→ **Rows for bounding box labeling**:
------------------------

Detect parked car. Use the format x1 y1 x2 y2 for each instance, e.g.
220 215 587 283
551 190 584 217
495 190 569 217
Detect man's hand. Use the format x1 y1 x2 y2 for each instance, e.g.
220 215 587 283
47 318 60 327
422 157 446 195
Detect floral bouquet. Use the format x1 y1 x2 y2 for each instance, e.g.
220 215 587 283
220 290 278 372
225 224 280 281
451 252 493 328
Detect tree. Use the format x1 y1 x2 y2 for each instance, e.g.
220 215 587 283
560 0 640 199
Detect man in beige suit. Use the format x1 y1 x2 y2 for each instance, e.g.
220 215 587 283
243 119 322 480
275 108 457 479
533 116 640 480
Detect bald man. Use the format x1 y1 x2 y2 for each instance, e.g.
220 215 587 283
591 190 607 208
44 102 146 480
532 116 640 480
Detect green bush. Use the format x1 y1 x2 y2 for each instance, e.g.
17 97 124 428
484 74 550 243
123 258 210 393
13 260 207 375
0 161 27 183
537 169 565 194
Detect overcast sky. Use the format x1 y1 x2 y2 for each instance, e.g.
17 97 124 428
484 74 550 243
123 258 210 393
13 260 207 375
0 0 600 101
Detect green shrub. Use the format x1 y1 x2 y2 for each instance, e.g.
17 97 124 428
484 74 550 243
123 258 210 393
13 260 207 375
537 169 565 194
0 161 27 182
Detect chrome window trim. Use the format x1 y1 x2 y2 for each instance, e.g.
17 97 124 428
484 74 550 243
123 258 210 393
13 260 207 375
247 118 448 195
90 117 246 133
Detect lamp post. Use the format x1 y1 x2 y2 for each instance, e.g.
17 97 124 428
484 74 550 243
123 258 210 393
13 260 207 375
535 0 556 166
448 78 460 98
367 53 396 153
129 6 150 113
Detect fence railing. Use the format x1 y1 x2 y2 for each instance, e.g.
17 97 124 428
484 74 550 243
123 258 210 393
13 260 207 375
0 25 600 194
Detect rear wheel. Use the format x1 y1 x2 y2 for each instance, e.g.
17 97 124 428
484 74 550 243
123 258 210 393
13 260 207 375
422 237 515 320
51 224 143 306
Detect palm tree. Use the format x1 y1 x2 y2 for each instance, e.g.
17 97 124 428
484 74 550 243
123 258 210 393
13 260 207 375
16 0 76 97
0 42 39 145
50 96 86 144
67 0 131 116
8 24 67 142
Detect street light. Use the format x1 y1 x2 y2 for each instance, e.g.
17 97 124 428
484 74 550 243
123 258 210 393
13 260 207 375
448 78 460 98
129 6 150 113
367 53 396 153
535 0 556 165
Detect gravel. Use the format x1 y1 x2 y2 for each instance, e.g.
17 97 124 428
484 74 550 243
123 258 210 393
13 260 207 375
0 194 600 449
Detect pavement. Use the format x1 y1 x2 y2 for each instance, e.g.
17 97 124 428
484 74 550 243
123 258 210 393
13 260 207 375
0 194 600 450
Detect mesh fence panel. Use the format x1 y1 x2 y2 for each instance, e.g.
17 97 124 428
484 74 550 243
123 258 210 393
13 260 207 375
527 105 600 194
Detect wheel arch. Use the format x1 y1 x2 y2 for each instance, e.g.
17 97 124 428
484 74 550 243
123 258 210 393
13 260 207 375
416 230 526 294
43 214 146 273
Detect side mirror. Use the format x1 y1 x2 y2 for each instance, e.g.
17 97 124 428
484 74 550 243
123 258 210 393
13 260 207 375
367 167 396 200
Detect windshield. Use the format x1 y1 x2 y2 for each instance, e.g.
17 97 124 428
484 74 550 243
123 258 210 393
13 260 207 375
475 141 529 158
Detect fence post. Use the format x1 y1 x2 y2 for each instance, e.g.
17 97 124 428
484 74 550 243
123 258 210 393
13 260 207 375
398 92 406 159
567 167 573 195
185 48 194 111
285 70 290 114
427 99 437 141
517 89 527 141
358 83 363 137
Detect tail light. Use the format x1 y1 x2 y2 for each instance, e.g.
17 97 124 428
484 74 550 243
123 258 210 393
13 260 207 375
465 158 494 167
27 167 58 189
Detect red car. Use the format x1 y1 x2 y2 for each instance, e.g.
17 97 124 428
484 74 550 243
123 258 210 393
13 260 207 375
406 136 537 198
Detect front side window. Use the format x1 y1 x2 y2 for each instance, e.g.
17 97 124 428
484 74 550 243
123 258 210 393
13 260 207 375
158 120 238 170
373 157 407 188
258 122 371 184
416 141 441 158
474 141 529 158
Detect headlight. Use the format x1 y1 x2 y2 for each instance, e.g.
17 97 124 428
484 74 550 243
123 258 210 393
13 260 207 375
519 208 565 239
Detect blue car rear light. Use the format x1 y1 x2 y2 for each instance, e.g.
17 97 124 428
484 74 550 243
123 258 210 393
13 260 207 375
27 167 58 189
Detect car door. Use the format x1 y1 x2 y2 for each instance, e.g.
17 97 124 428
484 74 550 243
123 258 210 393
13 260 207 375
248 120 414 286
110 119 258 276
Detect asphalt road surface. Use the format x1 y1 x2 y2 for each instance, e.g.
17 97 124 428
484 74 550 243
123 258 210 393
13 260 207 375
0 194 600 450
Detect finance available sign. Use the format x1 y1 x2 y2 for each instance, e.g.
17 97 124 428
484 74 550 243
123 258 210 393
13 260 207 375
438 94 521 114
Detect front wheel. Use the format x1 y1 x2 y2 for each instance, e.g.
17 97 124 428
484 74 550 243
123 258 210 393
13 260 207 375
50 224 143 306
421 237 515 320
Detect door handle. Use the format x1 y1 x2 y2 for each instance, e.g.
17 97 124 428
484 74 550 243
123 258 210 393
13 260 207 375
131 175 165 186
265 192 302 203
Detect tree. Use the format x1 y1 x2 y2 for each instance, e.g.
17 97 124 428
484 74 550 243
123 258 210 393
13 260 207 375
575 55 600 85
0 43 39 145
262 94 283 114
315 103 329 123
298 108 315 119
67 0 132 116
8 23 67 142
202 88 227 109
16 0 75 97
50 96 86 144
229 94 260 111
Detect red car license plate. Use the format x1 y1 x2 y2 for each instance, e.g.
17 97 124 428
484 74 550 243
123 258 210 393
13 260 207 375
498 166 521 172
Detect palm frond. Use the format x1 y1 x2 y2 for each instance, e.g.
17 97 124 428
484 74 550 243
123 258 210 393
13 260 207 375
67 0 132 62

------------------------

→ **What to work on**: Render as a Markdown table with the columns No. and Line every line from the one containing "Detect man's hand." through the one containing "560 0 640 199", both included. Give each line its own table row with a running number, and omit blank lines.

→ **Task answer**:
| No. | Line |
|---|---|
| 1 | Detect man's hand. Use the format x1 y1 x2 y2 for each instance, e.g. |
| 2 | 220 215 587 283 |
| 3 | 47 318 60 327 |
| 4 | 422 157 446 195 |
| 5 | Detect floral bouquet. Use the format x1 y1 x2 y2 for each instance, e.g. |
| 6 | 220 215 587 283 |
| 7 | 220 290 278 372 |
| 8 | 225 224 280 281 |
| 9 | 451 252 493 328 |
| 10 | Detect tree. Use the format x1 y1 x2 y2 for each instance, e.g. |
| 11 | 220 215 587 283 |
| 12 | 560 0 640 199 |